Output each line of the records below as a numbered list, leaving out any blank lines.

Dataset items:
--- begin ---

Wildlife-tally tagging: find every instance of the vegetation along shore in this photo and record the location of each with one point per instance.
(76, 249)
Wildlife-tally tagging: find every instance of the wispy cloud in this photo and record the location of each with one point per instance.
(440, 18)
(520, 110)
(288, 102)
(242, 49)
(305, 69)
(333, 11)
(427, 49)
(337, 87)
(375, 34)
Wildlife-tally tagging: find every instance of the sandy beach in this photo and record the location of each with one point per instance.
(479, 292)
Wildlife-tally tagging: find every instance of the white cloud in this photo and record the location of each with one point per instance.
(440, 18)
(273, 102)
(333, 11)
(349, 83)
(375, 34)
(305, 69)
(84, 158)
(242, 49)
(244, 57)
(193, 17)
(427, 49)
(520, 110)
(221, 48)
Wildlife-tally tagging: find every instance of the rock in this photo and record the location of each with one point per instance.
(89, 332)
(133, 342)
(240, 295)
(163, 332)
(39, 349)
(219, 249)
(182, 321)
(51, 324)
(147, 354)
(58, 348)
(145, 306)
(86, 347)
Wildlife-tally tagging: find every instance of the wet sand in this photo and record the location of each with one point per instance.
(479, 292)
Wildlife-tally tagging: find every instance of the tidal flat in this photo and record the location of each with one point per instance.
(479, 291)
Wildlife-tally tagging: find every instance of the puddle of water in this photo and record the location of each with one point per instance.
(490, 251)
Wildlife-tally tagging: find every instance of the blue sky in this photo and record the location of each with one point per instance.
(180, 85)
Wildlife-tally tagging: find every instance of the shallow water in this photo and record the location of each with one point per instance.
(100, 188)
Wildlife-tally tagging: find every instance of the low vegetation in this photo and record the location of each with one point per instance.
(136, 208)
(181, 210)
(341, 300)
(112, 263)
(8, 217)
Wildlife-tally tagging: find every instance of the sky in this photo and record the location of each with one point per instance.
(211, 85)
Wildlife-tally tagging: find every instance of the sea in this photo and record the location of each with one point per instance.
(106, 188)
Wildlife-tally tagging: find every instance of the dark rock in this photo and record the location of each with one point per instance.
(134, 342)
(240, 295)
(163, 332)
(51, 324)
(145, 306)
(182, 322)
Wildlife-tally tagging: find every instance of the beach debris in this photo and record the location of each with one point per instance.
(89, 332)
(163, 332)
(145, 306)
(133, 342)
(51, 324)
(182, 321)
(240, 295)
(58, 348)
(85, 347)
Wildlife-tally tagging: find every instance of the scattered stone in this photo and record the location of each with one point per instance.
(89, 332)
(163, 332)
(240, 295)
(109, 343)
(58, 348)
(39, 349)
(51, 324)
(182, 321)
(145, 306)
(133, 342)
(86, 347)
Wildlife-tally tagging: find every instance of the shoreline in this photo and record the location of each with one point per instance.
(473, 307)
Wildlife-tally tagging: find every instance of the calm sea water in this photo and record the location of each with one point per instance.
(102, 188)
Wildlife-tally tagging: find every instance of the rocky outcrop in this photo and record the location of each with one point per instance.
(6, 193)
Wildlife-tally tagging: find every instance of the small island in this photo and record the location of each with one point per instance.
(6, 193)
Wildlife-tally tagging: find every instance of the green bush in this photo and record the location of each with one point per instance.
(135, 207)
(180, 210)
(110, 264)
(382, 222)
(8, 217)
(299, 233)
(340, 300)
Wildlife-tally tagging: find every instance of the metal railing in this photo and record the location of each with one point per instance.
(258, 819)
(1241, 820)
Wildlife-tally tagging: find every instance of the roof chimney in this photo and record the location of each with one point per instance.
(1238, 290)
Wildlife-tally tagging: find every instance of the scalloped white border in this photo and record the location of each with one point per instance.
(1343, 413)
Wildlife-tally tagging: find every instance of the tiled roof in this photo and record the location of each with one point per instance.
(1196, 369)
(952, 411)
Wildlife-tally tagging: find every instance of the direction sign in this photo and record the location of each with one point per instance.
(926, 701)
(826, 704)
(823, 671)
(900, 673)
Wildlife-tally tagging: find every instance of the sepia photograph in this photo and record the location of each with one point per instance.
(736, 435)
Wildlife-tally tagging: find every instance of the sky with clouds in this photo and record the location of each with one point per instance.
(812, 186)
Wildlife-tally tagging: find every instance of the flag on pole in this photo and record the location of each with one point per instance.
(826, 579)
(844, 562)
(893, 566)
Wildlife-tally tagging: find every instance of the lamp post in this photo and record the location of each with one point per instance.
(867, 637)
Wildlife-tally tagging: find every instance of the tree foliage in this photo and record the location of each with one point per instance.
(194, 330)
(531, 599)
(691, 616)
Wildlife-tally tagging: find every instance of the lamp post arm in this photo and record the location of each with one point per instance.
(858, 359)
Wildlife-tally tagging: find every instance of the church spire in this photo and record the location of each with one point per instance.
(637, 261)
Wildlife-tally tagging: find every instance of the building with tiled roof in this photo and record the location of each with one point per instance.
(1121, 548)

--- end ---

**Full solution**
1. Wildlife-tally tagging: find every instance of the vegetation along shore in this photo and record the location of each with one point per instance.
2. (76, 249)
3. Wildlife-tally tagging: find every instance of the wispy cloud in this photo and record the location of each with one point per instance.
4. (440, 18)
5. (520, 110)
6. (288, 102)
7. (242, 49)
8. (305, 69)
9. (333, 11)
10. (427, 49)
11. (337, 87)
12. (375, 34)
13. Wildlife-tally tagging: find every instance of the sandy beach in this photo and record the location of each with one point per instance.
14. (479, 292)
15. Wildlife-tally tagging: find every instance of the white cloud in this photo and record the location of each with one point per instance.
16. (440, 18)
17. (273, 102)
18. (333, 11)
19. (349, 83)
20. (375, 34)
21. (305, 69)
22. (84, 158)
23. (242, 49)
24. (244, 57)
25. (193, 17)
26. (427, 49)
27. (520, 110)
28. (221, 48)
29. Wildlife-tally tagging: find every instance of the rock in this photo and record the location of each with one point per instance.
30. (89, 332)
31. (133, 342)
32. (240, 295)
33. (163, 332)
34. (39, 349)
35. (219, 249)
36. (182, 321)
37. (51, 324)
38. (147, 354)
39. (58, 348)
40. (145, 306)
41. (86, 347)
42. Wildlife-tally tagging: find every instance of the wet sand in this photo and record the location of each with one point per instance.
43. (479, 292)
44. Wildlife-tally tagging: find every instance of the tidal flat in this photo and record the location of each with one point per instance.
45. (479, 291)
46. Wildlife-tally tagging: find every instance of the puddle of water in this photo and record the location of each with one point per instance.
47. (490, 251)
48. Wildlife-tally tagging: find every instance of the blue sky in this photo and record the location of each with one point per instance.
49. (180, 85)
50. Wildlife-tally tagging: find every instance of the shallow water in this photo and record the location of each with one point per instance.
51. (100, 188)
52. Wildlife-tally tagging: find every instance of the low vegetation in this photo and record the location of each with one point per instance.
53. (136, 208)
54. (181, 210)
55. (341, 300)
56. (112, 263)
57. (8, 217)
58. Wildlife-tally tagging: find every instance of the sky in this photo and record the location of each with one point per instance.
59. (211, 85)
60. Wildlife-tally tagging: find every instance of the sea in this photo and record the location of each with one point per instance.
61. (106, 188)
62. Wildlife-tally tagging: find every instance of the dark rock in this photo and record the location of each with one point per instance.
63. (134, 342)
64. (240, 295)
65. (163, 332)
66. (51, 324)
67. (145, 306)
68. (182, 322)
69. Wildlife-tally tagging: find every instance of the beach debris in this photo and record the location of each with one point per instance.
70. (89, 332)
71. (163, 332)
72. (145, 306)
73. (133, 342)
74. (51, 324)
75. (182, 321)
76. (240, 295)
77. (58, 348)
78. (85, 347)
79. Wildlife-tally tagging: find every instance of the scattered stone in this photo and record the location of each with one point per instance.
80. (89, 332)
81. (163, 332)
82. (240, 295)
83. (109, 343)
84. (58, 348)
85. (39, 349)
86. (51, 324)
87. (182, 321)
88. (145, 306)
89. (133, 342)
90. (86, 347)
91. Wildlife-tally tagging: find every instance of the shoreline in this photo and record the location of each with one point per instance.
92. (473, 307)
93. Wildlife-tally tagging: find every instance of the calm sea water in this photo and record the location of each with one point per instance.
94. (102, 188)
95. Wildlife-tally tagging: find every instance of the rocky outcrop in this photo and record the location of each with one point per instance.
96. (6, 193)
97. Wildlife-tally tagging: find every instance of the small island in this photo and record the location of each with one point per instance.
98. (6, 193)
99. Wildlife-tally tagging: find every instance of the green bush in this photo and record the location of each with one point per instance.
100. (135, 207)
101. (180, 210)
102. (110, 264)
103. (382, 222)
104. (8, 217)
105. (299, 233)
106. (340, 300)
107. Wildlife-tally tagging: find every instance of the metal railing in this photo and record the location of each with one point per instance.
108. (258, 819)
109. (1241, 820)
110. Wildlife-tally tagging: find every instance of the roof chimney in this photo and record the location of each with one point per instance.
111. (1238, 290)
112. Wildlife-tally tagging: find every instance of the scalloped white border in this photo and record the location of each with one point per instance.
113. (1343, 413)
114. Wildlife-tally tagging: find every instance of the tiled roof in this photo and record the location of each with one point per instance.
115. (1196, 369)
116. (952, 411)
117. Wildlife-tally tagging: find every instance of the direction sign in this photo and record the location of each with one point per instance.
118. (926, 701)
119. (826, 704)
120. (823, 671)
121. (900, 673)
122. Wildlife-tally tagging: find every instance of the sepia photograph in this photo and record the location of each with one point per instance.
123. (736, 435)
124. Wildlife-tally tagging: find every instance of the sky with clouds in this photo and record the location of each with one point per instance.
125. (812, 186)
126. Wildlife-tally tagging: find every instance of the flag on pole in this photo and record the location of each with one point per instance.
127. (826, 579)
128. (844, 562)
129. (893, 566)
130. Wildlife-tally tagging: find every instance of the lamp post in this photo and record the location of each with one point per instance.
131. (867, 637)
132. Wildlife-tally tagging: find every instance of the tree foliage in this photo and record the location of each with one point per instance.
133. (194, 330)
134. (531, 599)
135. (691, 616)
136. Wildlife-tally tagging: find every instance of the lamp post arm in this photo and record the location of each with one point per instance.
137. (858, 359)
138. Wildlife-tally tagging: find every instance of the church spire in this photo and record the location of each with one point per instance.
139. (637, 261)
140. Wildlife-tally tagging: find every instance of the building with tiled roof in this photo and record the location of each with one point per instance.
141. (1121, 548)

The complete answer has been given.